TASK LIST ▸
[a] Reproduce verbatim the part of the rent-to-own article that starts at the words "Under the new" and stops after the words "has full help.".
[b] According to the rent-to-own article, which prices are firms not allowed to increase to offset the new price cap? List them all.

GIVEN TEXT ▸
Cost of buying washing machines, fridges etc via pricey 'rent-to-own' firms to be capped

Vulnerable customers who use rent-to-own firms will not pay more in interest than the cost of the original item from April, as part of new rules announced by the financial regulator today.    

The Financial Conduct Authority (FCA) is introducing a price cap of 100% on the credit that consumers can be charged for rent-to-own items, which it estimates will save them up to £22.7 million a year.

Rent-to-own firms allow consumers to buy goods, usually white goods such as washers and fridge freezers, using smaller regular payments over a period of one to three years, rather than a lump sum. 

But as well as the goods usually being more expensive in the first place, the customers then pay high levels of interest, meaning they can end up paying more than four times as much, according to the FCA.  

Under the new rules, the FCA will also require firms to benchmark their prices, including delivery and installation but excluding any add-ons such as warranties, against three mainstream retailers. 

Firms will not be allowed to increase the prices of insurance premiums, warranties or arrears charges to offset the new price cap. 

The FCA unveiled proposals for a rent-to-own price cap last year, and is also consulting on banning fixed overdraft fees and requiring firms that offer store and catalogue cards to help customers avoid debt. It says it will make announcements about these areas in June. 

If you're struggling, our Debt Problems guide has full help.

Martin: 'It's perhaps the most visceral example of the poverty premium'

Martin Lewis, founder and chair of MoneySavingExpert.com, said: "The rent-to-own sector is perhaps the most visceral example of the poverty premium in the UK. The fact that the most vulnerable with the least pay four times as much for their electrical and white goods as everyone else is simply unjust, and it's rightfully about time that the FCA cracks down on it.

"There has been a real inconsistency across the board, that payday loans – one form of high-cost lending – have had a total cost cap on them so that you cannot pay more than double what you originally borrowed, but with many other forms of high-cost credit, firms are free to charge what they like.

"With rent-to-own, you must remember the scale of the rip-off. Not only are you sometimes charged nearly double for the product itself, they then lend it at up to 100% APR, which means the costs aren't gradually exploding out of control, they've been out of control from the start."

When will the rules be introduced?

The cap will come into force from Monday 1 April, and will apply to any new products that rent-to-own firms introduce to the market after this date.

For products that firms already offer, the rules will apply from 1 July 2019, or at the point the rent-to-own firm raises the price (whichever is sooner). Businesses with fewer than 10 employees will have until 1 October 2019 to introduce the rules for existing products.

What does the FCA say?

Christopher Woolard, executive director of strategy and competition at the FCA, said: "The actions we are taking today build on our wider work on high-cost credit and will save some of the most vulnerable consumers in the UK millions of pounds. This price cap has been designed to target some of the most excessive prices in the rent-to-own market. 

"The measures come into force from 1 April and we will be keeping a close watch on firms' compliance. We will review the impact of the price cap in 2020 and if further work is needed to protect these customers we are prepared to intervene again."

MATERIAL SHOWN ▸
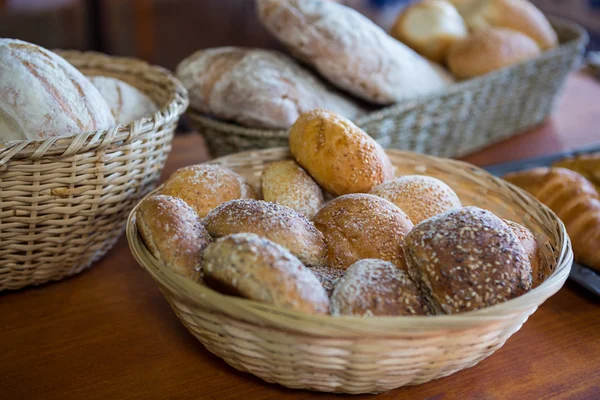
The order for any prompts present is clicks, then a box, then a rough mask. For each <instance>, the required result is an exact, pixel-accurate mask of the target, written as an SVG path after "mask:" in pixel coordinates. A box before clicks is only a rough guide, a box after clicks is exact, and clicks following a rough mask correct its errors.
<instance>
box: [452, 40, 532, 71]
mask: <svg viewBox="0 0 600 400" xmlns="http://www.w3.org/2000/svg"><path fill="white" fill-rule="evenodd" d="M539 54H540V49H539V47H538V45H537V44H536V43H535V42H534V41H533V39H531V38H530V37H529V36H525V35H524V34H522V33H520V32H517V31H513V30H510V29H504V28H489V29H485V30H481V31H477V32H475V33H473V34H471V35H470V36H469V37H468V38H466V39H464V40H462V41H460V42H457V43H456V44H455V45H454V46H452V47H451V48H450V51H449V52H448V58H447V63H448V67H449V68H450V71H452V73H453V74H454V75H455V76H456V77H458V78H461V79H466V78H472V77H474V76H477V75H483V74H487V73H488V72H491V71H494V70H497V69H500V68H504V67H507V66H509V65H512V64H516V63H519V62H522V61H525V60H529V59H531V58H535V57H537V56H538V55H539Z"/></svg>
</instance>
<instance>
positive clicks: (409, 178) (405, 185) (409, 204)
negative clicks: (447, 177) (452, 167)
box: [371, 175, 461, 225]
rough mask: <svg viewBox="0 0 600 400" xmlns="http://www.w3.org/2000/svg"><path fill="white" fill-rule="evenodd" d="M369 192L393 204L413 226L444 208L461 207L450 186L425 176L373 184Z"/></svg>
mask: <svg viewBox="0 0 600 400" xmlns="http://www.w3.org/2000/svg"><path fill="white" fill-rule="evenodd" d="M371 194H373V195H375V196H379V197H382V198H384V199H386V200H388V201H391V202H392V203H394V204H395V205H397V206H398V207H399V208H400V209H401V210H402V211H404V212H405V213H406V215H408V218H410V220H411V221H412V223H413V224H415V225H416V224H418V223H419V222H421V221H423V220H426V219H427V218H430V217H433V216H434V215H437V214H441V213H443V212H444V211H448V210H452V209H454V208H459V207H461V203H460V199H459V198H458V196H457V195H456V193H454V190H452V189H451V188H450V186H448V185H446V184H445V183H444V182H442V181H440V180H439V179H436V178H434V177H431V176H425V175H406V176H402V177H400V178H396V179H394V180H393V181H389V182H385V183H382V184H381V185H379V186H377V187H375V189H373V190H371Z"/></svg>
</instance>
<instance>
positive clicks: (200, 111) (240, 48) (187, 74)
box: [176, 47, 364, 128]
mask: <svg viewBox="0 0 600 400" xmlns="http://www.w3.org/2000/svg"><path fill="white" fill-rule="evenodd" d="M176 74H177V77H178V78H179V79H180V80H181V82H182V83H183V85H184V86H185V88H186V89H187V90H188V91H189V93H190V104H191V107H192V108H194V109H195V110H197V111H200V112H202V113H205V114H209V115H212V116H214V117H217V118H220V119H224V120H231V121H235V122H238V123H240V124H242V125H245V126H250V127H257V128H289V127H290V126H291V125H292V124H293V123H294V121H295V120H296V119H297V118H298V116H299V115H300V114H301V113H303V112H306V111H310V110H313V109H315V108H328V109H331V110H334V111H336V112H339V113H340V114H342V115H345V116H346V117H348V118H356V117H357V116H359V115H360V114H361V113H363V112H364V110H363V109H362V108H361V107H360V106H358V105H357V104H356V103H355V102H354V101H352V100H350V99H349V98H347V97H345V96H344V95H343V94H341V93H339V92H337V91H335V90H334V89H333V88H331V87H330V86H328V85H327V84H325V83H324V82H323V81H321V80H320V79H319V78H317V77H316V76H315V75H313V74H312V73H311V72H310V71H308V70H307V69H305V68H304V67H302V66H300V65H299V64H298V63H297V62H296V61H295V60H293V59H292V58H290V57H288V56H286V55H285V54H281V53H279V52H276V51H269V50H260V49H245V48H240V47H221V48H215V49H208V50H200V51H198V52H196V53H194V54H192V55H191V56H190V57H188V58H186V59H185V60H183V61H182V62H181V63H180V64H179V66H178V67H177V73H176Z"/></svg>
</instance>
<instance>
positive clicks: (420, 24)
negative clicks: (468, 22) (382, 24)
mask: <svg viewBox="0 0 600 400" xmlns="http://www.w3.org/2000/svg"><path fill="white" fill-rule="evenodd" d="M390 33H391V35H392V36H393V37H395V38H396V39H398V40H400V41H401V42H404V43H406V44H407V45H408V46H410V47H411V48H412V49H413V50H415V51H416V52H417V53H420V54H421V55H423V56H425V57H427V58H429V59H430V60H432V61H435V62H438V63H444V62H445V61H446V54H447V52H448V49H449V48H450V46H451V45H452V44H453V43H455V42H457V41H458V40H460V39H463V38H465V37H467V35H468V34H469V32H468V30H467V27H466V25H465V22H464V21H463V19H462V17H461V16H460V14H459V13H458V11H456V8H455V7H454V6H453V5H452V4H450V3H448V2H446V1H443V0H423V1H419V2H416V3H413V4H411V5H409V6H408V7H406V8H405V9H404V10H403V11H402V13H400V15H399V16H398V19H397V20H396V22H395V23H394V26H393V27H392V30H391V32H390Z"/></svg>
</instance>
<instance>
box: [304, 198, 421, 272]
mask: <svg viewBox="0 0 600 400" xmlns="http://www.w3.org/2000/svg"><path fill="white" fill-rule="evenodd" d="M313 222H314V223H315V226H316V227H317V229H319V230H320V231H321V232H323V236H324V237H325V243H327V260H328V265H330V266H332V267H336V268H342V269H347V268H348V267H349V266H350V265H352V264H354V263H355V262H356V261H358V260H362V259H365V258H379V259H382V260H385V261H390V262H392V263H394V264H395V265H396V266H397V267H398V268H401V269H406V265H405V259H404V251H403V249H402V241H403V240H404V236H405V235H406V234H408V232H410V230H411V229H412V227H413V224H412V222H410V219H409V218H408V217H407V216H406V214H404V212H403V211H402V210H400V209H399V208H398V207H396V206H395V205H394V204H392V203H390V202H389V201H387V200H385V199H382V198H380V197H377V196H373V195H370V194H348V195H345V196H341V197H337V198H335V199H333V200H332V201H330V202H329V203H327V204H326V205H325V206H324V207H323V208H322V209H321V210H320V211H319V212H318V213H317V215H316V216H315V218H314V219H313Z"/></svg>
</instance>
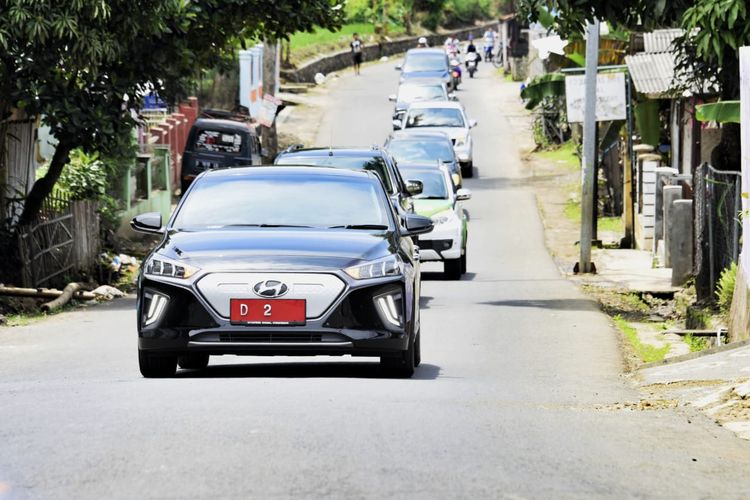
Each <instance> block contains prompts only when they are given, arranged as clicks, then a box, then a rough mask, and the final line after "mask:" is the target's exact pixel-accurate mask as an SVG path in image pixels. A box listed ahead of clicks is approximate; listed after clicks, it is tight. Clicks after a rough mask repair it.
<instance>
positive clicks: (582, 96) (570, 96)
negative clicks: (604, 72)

SOLUTIONS FOR EACH TASK ▸
[a]
Under the new rules, the FCA will also require firms to benchmark their prices, including delivery and installation but excluding any add-ons such as warranties, against three mainstream retailers. 

Firms will not be allowed to increase the prices of insurance premiums, warranties or arrears charges to offset the new price cap. 

The FCA unveiled proposals for a rent-to-own price cap last year, and is also consulting on banning fixed overdraft fees and requiring firms that offer store and catalogue cards to help customers avoid debt. It says it will make announcements about these areas in June. 

If you're struggling, our Debt Problems guide has full help.

[b]
- Insurance premiums
- Warranties
- Arrears charges